Materials provided.
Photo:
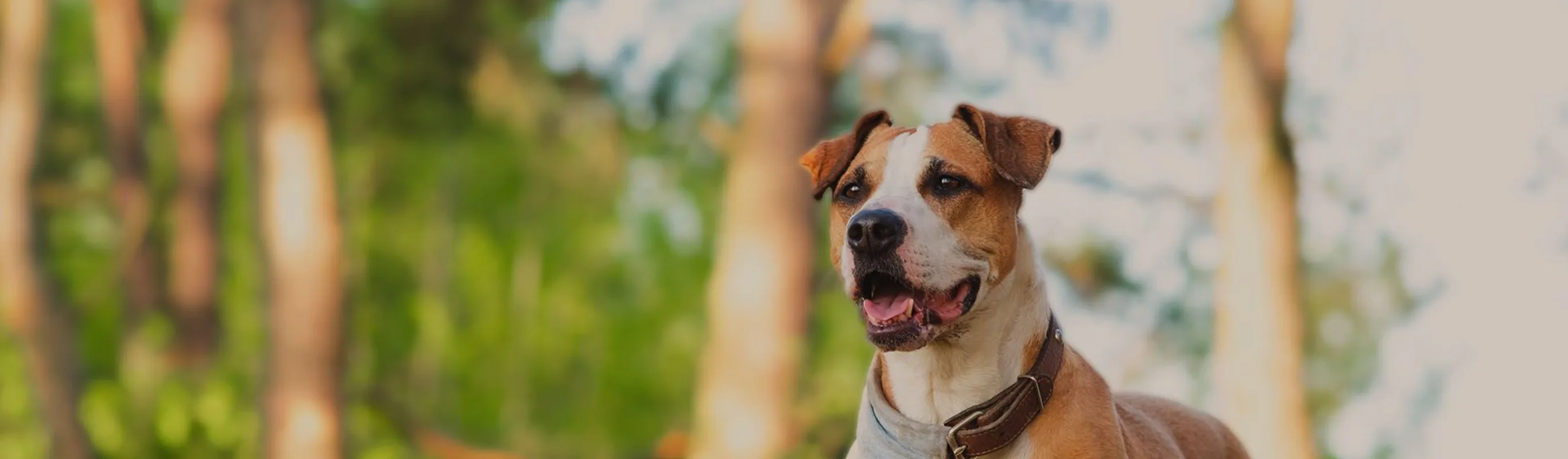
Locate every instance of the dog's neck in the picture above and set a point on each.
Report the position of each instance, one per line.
(943, 378)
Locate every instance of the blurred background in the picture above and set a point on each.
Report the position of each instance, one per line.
(576, 230)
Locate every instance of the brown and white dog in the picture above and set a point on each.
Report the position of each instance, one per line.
(927, 237)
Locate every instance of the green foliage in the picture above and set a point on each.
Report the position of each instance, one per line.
(524, 270)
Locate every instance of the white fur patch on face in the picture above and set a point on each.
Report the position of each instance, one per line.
(932, 254)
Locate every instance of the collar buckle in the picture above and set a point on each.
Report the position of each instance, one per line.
(960, 452)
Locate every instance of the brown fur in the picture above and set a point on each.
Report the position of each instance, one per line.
(1084, 419)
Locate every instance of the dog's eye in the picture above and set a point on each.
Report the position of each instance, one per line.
(852, 192)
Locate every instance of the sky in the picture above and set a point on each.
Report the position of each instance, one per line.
(1434, 129)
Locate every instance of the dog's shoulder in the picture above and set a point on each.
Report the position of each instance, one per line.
(1156, 425)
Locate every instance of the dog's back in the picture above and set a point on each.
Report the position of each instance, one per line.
(1159, 428)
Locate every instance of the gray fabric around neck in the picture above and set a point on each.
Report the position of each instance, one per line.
(883, 433)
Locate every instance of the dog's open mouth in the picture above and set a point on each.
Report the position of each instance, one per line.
(903, 317)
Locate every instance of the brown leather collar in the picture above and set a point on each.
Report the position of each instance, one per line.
(995, 423)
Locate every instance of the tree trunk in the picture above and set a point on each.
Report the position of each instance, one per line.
(118, 37)
(761, 289)
(26, 303)
(1258, 320)
(195, 84)
(301, 406)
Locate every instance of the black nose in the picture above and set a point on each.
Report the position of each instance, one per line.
(875, 231)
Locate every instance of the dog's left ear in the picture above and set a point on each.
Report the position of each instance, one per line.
(830, 159)
(1020, 148)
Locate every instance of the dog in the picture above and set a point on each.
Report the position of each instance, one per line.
(926, 234)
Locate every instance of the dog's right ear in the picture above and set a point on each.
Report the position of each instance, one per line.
(830, 159)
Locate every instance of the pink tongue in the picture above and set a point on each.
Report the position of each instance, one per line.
(883, 309)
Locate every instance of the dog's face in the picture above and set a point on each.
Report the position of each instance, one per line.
(924, 220)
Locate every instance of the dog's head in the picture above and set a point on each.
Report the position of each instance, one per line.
(924, 220)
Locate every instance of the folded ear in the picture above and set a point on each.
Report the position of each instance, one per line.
(830, 159)
(1020, 148)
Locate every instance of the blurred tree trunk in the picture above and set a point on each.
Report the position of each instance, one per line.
(195, 84)
(761, 289)
(26, 303)
(118, 37)
(301, 406)
(1258, 320)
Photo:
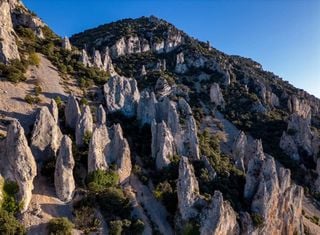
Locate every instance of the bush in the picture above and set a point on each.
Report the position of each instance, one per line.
(60, 226)
(10, 225)
(99, 180)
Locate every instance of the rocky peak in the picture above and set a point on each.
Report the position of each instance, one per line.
(66, 44)
(84, 125)
(63, 175)
(46, 136)
(188, 189)
(219, 217)
(18, 163)
(72, 112)
(122, 95)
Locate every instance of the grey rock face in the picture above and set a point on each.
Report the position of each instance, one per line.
(216, 96)
(274, 197)
(18, 163)
(101, 116)
(188, 190)
(46, 136)
(63, 175)
(8, 46)
(122, 95)
(163, 146)
(98, 149)
(219, 218)
(118, 152)
(84, 125)
(72, 112)
(181, 67)
(53, 107)
(146, 111)
(66, 44)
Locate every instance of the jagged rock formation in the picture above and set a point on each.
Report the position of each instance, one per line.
(162, 144)
(146, 111)
(84, 125)
(118, 152)
(239, 151)
(53, 107)
(181, 67)
(66, 44)
(298, 136)
(101, 116)
(216, 96)
(18, 163)
(63, 175)
(8, 46)
(98, 149)
(219, 218)
(273, 197)
(46, 136)
(72, 112)
(187, 189)
(122, 95)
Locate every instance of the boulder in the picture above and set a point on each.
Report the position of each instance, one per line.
(46, 136)
(163, 146)
(118, 153)
(219, 218)
(63, 175)
(18, 163)
(98, 149)
(72, 112)
(84, 125)
(122, 95)
(187, 189)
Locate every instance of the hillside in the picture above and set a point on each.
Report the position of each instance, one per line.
(134, 127)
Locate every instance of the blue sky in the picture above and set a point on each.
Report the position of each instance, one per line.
(282, 35)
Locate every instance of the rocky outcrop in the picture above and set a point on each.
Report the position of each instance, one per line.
(181, 67)
(122, 95)
(66, 44)
(146, 111)
(98, 149)
(216, 96)
(63, 175)
(273, 197)
(84, 58)
(46, 136)
(101, 116)
(298, 136)
(84, 125)
(72, 112)
(18, 163)
(53, 107)
(163, 146)
(219, 218)
(8, 45)
(118, 152)
(239, 150)
(187, 189)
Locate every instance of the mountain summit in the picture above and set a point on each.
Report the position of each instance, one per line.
(134, 127)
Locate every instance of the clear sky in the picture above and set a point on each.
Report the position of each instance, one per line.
(282, 35)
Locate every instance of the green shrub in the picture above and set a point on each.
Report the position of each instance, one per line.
(10, 225)
(60, 226)
(99, 180)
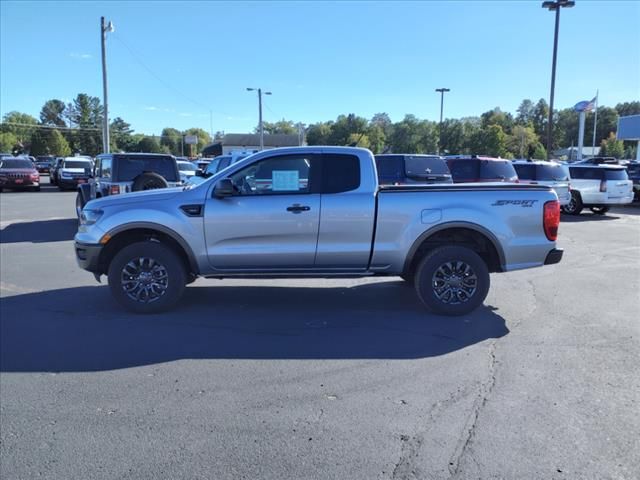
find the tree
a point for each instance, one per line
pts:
(319, 133)
(120, 136)
(204, 139)
(525, 112)
(85, 114)
(149, 145)
(628, 108)
(539, 152)
(540, 118)
(283, 126)
(523, 141)
(171, 138)
(52, 113)
(611, 147)
(22, 126)
(8, 142)
(497, 117)
(49, 142)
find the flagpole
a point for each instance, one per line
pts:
(595, 124)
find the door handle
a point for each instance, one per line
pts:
(297, 208)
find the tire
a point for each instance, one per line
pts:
(574, 207)
(148, 181)
(458, 295)
(137, 258)
(80, 203)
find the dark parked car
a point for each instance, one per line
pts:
(18, 174)
(465, 169)
(401, 169)
(44, 162)
(119, 173)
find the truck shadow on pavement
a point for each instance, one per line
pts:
(82, 329)
(40, 231)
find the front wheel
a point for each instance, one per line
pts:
(147, 277)
(599, 210)
(452, 280)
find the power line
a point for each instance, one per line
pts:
(137, 58)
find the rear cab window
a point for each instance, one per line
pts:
(129, 167)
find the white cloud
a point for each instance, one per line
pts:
(81, 56)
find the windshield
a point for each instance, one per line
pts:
(616, 174)
(76, 164)
(131, 167)
(16, 163)
(186, 167)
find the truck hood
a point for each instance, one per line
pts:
(136, 197)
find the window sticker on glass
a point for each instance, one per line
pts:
(285, 180)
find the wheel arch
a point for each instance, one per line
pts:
(472, 235)
(143, 231)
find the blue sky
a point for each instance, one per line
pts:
(170, 63)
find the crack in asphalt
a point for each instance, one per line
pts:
(464, 444)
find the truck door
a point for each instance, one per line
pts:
(347, 212)
(271, 222)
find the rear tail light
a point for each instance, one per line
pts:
(551, 219)
(603, 185)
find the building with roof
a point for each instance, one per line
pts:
(250, 142)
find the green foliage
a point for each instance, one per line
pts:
(8, 142)
(21, 125)
(171, 138)
(85, 114)
(120, 135)
(611, 147)
(628, 108)
(283, 126)
(539, 152)
(49, 142)
(52, 113)
(149, 145)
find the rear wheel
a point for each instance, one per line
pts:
(79, 204)
(452, 280)
(599, 210)
(574, 207)
(147, 277)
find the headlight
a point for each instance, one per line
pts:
(89, 217)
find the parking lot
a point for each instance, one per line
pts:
(328, 379)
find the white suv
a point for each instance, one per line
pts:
(551, 174)
(597, 187)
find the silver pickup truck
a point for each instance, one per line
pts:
(317, 212)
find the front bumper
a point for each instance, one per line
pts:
(88, 256)
(554, 256)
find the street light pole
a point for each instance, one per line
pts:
(551, 6)
(442, 91)
(105, 119)
(260, 126)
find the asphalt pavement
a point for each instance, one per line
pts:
(318, 379)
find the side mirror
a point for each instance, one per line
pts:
(224, 188)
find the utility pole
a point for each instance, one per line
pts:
(105, 120)
(555, 5)
(260, 126)
(442, 91)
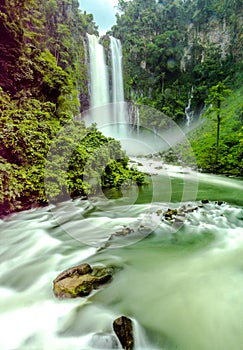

Stated goal. Copy the part that opens with the line containing "find the street light pole" and runs through the end of the lines, swapping "asphalt pavement" for "paved road" and keeping everything else the same. Leave the pictures out.

Exercise solution.
find the street light pole
a point for each instance, one per line
pts:
(551, 6)
(442, 91)
(105, 119)
(260, 126)
find the paved road
a point for each instance, one per line
pts:
(318, 379)
find the side mirror
a point for each instance, one per line
pts:
(224, 188)
find the utility pole
a point for each instance, one per line
pts:
(105, 120)
(555, 5)
(260, 126)
(442, 91)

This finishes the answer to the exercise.